**Directions for this task:** Please render the stretch of the records from the line containing "Mark the region of each instance of the blurred" through the end of the records as a JSON list of strings, one string per line, omitting blank lines.

**Data excerpts:**
>>>>

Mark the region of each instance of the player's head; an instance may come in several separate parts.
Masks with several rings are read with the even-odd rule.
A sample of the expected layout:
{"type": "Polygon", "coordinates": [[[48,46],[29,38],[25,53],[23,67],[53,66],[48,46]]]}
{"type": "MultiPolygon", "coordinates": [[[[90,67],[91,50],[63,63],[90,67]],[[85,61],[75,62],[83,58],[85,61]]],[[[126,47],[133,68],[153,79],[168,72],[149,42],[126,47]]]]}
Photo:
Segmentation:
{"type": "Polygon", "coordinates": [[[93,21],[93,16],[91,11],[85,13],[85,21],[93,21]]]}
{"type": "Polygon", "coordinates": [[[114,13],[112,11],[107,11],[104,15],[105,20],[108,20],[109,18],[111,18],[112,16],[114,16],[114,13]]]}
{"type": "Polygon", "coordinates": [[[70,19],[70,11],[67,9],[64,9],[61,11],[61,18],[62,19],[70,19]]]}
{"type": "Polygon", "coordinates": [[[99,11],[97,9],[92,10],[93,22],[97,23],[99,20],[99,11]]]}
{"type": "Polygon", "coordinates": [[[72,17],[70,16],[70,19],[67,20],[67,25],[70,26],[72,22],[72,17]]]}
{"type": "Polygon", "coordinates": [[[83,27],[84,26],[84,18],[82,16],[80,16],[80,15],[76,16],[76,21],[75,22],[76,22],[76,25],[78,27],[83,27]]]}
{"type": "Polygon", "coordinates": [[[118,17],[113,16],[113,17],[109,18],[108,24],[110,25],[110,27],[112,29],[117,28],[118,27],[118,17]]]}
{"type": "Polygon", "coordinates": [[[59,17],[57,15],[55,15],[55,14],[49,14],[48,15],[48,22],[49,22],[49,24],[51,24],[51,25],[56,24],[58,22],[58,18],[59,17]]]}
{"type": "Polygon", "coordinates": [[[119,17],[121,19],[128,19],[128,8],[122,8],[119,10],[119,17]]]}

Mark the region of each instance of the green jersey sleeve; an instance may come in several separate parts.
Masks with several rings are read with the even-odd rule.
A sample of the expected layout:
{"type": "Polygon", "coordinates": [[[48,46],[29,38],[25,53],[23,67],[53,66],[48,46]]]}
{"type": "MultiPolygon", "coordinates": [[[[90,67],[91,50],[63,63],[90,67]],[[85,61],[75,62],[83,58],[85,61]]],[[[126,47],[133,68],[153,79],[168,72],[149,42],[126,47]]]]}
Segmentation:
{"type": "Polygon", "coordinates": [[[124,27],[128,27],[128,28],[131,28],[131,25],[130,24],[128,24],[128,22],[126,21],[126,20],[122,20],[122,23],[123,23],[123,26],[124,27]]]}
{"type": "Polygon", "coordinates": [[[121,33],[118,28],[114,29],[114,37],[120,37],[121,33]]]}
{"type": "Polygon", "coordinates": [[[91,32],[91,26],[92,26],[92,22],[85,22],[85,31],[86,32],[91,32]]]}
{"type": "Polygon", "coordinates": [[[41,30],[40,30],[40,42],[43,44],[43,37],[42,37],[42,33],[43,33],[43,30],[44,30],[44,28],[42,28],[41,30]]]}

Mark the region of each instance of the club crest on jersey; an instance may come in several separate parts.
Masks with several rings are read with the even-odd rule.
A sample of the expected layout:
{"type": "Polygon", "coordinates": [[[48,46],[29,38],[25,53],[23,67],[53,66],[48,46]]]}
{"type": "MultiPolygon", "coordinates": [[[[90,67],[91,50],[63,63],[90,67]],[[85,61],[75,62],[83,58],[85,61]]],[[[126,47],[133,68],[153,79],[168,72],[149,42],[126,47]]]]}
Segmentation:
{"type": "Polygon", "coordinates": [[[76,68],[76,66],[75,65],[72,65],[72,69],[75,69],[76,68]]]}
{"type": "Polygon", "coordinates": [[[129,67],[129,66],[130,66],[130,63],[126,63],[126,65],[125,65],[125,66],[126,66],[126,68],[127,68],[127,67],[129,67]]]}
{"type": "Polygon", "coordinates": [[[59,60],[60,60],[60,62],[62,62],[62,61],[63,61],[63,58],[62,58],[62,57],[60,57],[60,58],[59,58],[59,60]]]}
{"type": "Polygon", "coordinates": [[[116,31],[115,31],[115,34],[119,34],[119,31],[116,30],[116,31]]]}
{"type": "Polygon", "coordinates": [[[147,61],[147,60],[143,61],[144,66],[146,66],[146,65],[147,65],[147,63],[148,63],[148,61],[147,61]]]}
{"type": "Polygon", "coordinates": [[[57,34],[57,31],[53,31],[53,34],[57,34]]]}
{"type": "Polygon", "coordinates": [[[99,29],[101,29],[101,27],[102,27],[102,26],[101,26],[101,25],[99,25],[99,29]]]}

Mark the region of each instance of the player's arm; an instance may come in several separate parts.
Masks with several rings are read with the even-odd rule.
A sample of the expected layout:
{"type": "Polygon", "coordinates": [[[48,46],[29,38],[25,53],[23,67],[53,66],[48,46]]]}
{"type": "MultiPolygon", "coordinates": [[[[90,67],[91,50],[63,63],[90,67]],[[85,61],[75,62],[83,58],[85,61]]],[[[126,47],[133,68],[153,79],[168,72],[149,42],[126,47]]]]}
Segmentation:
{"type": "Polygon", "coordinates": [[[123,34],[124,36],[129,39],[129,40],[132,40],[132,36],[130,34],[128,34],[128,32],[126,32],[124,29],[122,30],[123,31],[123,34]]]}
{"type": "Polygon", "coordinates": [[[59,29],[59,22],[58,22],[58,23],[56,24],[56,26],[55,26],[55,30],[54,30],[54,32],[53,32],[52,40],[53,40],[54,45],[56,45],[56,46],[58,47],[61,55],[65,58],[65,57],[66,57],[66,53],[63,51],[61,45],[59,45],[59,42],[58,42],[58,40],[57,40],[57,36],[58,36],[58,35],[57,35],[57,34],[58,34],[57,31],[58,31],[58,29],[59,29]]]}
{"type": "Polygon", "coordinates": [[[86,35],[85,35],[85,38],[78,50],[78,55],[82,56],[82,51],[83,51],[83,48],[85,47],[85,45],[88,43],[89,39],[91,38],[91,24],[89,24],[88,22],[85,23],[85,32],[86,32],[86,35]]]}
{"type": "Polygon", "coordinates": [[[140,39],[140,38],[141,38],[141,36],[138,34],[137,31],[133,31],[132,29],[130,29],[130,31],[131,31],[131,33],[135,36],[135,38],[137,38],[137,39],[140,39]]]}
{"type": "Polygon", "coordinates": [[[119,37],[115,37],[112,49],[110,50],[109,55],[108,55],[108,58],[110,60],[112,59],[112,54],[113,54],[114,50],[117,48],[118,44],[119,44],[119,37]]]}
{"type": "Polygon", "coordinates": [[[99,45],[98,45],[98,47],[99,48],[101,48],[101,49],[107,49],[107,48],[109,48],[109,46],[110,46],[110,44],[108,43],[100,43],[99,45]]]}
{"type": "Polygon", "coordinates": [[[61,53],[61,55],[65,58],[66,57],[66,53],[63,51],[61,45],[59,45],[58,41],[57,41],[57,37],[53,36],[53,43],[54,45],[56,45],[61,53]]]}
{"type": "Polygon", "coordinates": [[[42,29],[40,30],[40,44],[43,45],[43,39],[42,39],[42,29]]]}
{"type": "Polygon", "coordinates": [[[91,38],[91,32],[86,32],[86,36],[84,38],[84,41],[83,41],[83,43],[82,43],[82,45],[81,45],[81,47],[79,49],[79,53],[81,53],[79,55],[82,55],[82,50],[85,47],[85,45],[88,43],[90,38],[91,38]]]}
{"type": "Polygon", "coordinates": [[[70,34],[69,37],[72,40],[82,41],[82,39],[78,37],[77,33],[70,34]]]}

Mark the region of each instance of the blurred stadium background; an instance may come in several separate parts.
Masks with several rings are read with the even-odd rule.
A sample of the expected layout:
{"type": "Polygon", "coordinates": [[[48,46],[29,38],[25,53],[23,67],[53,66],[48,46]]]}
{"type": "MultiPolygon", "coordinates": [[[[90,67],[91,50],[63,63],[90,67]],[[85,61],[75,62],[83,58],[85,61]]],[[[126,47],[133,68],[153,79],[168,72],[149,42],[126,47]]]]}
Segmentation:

<<<<

**Response to the task:**
[
  "Mark the region of each instance of the blurred stadium background; an instance may come in several separate parts.",
  "Masks with several rings are read with the even-odd rule.",
  "A sample of the expected layout:",
  "{\"type\": \"Polygon\", \"coordinates\": [[[48,46],[29,38],[25,53],[23,67],[53,66],[48,46]]]}",
  "{\"type\": \"MultiPolygon\", \"coordinates\": [[[[90,67],[91,50],[63,63],[90,67]],[[85,61],[75,62],[83,58],[85,61]]],[[[126,47],[133,68],[153,79],[168,72],[149,42],[126,47]]]]}",
  "Segmentation:"
]